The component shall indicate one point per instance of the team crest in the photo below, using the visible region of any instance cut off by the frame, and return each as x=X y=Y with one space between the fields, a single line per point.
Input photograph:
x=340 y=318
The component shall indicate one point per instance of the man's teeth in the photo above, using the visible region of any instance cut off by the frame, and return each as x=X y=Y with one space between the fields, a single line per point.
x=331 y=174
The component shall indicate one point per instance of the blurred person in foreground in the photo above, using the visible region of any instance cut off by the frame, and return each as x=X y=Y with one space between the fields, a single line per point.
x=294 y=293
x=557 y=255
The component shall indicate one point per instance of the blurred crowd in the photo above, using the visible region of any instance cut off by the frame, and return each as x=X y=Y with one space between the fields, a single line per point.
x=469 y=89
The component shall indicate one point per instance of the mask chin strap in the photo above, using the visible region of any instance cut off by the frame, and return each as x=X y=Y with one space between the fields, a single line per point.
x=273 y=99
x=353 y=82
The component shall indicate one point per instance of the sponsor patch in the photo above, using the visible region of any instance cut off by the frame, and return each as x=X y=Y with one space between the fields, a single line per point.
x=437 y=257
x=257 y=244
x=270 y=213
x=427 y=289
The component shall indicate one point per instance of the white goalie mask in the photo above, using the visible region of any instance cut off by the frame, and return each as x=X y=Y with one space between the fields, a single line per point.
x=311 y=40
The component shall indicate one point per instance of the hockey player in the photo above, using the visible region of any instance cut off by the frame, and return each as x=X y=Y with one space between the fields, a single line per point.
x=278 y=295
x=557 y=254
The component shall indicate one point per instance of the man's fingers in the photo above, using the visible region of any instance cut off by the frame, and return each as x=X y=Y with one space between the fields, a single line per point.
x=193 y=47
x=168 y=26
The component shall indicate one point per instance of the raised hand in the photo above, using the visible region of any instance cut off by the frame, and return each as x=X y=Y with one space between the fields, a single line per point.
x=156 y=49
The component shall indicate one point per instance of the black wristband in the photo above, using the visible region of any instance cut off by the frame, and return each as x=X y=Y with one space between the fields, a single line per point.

········

■ **Your objective**
Please copy all of the records above, word for word, without changing anything.

■ **Written response**
The component shall indicate one point per instance of the team crest in the photo below, using the visible region of any instance cut off by the frame, and return each as x=X y=Y with one space between the fields, a single line per point.
Input photograph:
x=340 y=318
The component shall indicate one point per instance of the man's teeth in the photo above, using the visible region of any instance cut off by the frame, and return each as x=X y=Y with one space between the fields, a single line per point.
x=331 y=174
The component shall indicate one point per instance of the blurred person in foreground in the photo above, using the visible region of any instance cut off by the frame, and return each as x=X y=Y with one space between the fields, a single line per point.
x=294 y=293
x=557 y=255
The component shall indicate one point per instance of the blurred crowd in the photo above, using the visible region of any instance cut off by the frame, and return each as x=X y=Y with one space between the fields, a single line per point.
x=469 y=89
The component shall indicate one point per instance of the mask chin strap in the photo above, using the visible region of any instance cut off by the frame, and return each as x=X y=Y with one space between the fields, a single line per point.
x=273 y=99
x=353 y=82
The component shall indicate one point per instance of the sponsor patch in the photo above, using the visible region of any instance cut off by the frame, and return each as x=X y=Y with one space between the fields, a single line per point.
x=437 y=257
x=257 y=244
x=270 y=213
x=427 y=289
The component shall indicate one point per instance of the white goalie mask in the photo above, using the visible region of any instance cut off by the frame, and return each as x=X y=Y with one space between the fields, a single line per point.
x=311 y=40
The component shall indicate one point per instance of the hockey player in the photo above, using the visible region of any instance cut off by the frame, and return each as x=X y=Y with one space between the fields, a single line per point.
x=278 y=295
x=557 y=254
The component shall indicate one point per instance of the man's fingers in the photo above, using the visible region of any instance cut off by the frame, and return each as x=X y=Y with one space between the fields, a single line per point.
x=193 y=47
x=168 y=26
The component shall indicate one point per instance of the raised hand in the photo above, using the visible region of any instance cut off by the frame, and return each as x=X y=Y with one space between the fields, a single line per point.
x=156 y=49
The component shall indicate one point per instance of the black wristband in the photo above, using the visible region of any instance cut off by the frame, and return each as x=X y=Y with one space between the fields, a single line per point.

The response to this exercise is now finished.